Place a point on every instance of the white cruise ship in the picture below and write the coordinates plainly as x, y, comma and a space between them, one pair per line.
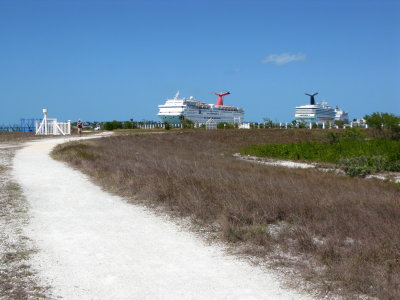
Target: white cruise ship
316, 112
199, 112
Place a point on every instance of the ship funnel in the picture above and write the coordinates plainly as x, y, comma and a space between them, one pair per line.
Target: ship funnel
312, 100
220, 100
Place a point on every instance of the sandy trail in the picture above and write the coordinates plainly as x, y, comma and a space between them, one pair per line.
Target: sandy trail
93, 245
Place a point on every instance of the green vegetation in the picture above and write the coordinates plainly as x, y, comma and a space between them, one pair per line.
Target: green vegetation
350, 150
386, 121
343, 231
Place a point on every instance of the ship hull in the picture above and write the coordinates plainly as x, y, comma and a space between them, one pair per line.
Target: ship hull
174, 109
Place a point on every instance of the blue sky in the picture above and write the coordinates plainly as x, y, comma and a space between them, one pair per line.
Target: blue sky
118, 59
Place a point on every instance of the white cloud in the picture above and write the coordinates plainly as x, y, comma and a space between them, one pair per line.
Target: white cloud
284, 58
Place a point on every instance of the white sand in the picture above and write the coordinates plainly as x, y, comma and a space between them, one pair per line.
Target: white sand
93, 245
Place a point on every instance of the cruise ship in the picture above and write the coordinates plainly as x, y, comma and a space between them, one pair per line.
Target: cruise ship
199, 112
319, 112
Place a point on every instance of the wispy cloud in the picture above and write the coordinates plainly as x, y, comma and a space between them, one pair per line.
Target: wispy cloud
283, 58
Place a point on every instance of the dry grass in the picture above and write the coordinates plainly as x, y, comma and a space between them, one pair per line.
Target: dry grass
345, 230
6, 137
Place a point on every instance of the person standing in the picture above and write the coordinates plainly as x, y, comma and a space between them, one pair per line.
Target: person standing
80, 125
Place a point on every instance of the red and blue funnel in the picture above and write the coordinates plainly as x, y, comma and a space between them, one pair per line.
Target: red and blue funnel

-*-

Directions: Rename "Target" to "Object" everywhere it occurs in the rows above, and write all the rows out again with nothing else changed. Leave the pictures out.

Completed task:
Place a point on every instance of the white cruise ship in the picture below and write the coordinates plainly as x, y, comma and a space between them, one pair per line.
Object: white cruise ship
316, 112
199, 112
Place a point on every instance of the ship funnel in the picture above and write the coordinates plainly as x, y, comma and a space between them, one pair per line.
Object: ship funnel
312, 100
220, 100
Place a point on every instance of the sandy trail in the picture above and write the coordinates plainly as x, y, comma and a space between them, one pair per line.
Object: sandy trail
93, 245
Place a point on every instance of the green vegetation in the picture above and write the coordinates plainly as x, y, comma and a space between them, one pair per line.
Object: green vegetation
350, 150
386, 121
343, 231
Place a point on every instance of the ship hull in the picture above and write the coordinates plainly as x, y, comma and a space between them, one pair per line.
Object: ship hull
174, 109
Place a point on every instance of the blue sky in the picture above and write the coordinates plainly as x, y, comma and a space between them, one pair per line.
Object: blue sky
118, 59
Place a point on every instance of the white cloud in the picture above and write the coordinates plainly as x, y, comma and a space between them, one pair per line.
Object: white cloud
284, 58
Place a point on every instance of the white sand in the picture above and write the coordinates plainly as x, y, comma and a space between them, one pair per line.
Object: white sand
93, 245
Place a point on every instance of the cruise ship in the picture above and write the coordinates plainly as x, y, comma and a space between them, one pair per line.
Object: cruise ship
199, 112
319, 112
Place a point on every instance of the wispy cloud in the picture above and write the coordinates plainly as x, y, comma and a space between them, one pair per line.
Object: wispy cloud
283, 58
Place a point on every instance of the dry grass in the picture above and write the coordinates plainly as x, y, comma and a space between them, one pair per line.
Object: dry grass
345, 230
6, 137
Place a point on every instance of the person standing in the picture above and write the coordinates plainly as x, y, comma and a space between them, one pair per line.
Object: person standing
80, 125
Place a point on every instance of the red and blue funnel in the picture above and write the coordinates plainly as x, y, comma and a space between them, one pair per line.
Object: red and blue funnel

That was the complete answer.